— Task brief —
Once you find the line containing "Note to the class: find the person wearing", output it and every line after it to the end of the records, exactly.

--------------------------------------------------

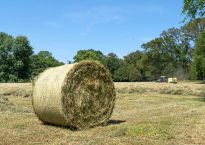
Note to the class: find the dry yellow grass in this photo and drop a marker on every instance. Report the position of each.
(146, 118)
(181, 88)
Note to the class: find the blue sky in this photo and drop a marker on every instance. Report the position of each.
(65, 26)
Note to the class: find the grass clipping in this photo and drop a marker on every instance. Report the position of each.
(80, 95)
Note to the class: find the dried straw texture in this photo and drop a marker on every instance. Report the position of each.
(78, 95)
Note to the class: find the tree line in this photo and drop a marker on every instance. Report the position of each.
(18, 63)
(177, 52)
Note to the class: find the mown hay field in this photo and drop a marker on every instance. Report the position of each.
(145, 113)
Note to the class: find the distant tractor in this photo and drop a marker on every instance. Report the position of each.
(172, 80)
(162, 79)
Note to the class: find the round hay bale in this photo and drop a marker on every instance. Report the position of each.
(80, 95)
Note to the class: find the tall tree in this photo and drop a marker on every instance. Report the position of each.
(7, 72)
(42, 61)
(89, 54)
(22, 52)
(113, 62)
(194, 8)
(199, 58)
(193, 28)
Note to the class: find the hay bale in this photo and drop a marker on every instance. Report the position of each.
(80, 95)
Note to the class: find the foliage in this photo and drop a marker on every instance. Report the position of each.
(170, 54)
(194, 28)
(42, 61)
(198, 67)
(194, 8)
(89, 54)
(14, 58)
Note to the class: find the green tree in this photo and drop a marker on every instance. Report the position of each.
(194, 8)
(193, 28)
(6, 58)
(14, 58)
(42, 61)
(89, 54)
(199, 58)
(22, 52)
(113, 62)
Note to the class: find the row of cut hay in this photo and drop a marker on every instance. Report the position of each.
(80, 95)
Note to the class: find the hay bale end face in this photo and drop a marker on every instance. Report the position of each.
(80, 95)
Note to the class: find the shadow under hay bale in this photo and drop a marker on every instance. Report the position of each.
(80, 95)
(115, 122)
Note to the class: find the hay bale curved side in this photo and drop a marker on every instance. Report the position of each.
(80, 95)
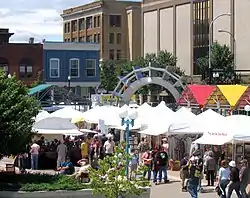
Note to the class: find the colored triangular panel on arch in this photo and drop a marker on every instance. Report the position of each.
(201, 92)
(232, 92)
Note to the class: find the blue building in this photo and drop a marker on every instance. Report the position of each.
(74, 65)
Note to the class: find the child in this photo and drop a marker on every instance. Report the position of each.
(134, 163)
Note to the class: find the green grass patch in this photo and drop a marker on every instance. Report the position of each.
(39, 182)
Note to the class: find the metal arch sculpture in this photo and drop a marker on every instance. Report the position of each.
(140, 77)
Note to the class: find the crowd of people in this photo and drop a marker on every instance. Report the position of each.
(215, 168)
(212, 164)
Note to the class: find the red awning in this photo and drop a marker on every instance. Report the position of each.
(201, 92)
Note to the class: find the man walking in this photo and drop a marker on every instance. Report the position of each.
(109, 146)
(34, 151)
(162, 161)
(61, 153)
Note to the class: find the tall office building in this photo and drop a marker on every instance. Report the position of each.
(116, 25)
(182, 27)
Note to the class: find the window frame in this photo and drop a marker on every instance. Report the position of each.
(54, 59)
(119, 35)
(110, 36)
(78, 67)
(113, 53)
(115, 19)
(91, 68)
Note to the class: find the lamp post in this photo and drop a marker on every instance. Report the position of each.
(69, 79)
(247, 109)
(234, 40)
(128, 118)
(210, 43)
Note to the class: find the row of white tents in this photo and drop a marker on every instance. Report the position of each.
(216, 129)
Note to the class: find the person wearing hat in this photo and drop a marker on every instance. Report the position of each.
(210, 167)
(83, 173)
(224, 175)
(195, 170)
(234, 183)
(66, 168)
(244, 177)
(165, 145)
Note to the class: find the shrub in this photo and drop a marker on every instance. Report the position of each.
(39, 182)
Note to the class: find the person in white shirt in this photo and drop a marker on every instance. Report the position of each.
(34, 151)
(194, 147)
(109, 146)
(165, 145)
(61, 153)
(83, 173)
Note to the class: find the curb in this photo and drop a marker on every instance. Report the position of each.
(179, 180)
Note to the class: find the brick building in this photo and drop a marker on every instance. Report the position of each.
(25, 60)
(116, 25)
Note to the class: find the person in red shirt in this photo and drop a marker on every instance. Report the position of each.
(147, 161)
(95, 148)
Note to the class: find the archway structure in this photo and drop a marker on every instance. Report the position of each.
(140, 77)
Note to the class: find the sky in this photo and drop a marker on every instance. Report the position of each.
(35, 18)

--------------------------------------------------

— Response to the task —
Note to the class: find the person wearing hat in this photo and drop a marker on every instance. Report the position of each.
(210, 167)
(83, 173)
(224, 175)
(195, 170)
(234, 183)
(66, 168)
(244, 177)
(165, 145)
Note to the class: find the shrub in this photo and drop a marker on every instance. Report the position of each.
(39, 182)
Note to the class: find the person in white shirt in this photo and drop a marker on every instance. Report the position of each.
(34, 151)
(194, 147)
(109, 146)
(165, 145)
(61, 153)
(83, 173)
Note to the class: find the curb in this photo and drop a marker on every instance. Report the position of each.
(179, 180)
Note to the class: find the brick building in this photo and drop a marker on every instance. Report the position of each.
(25, 60)
(116, 25)
Note to the class: find the person in red shirt in this photo and drop a marker on every instance. Report the position of each.
(147, 161)
(95, 148)
Note to the class: find the archway structure in this photo and drop a marker on every instance. Report the position of each.
(140, 77)
Note to the class: find the sky in this photo and drop a marker on every instance. Report the position of each.
(35, 18)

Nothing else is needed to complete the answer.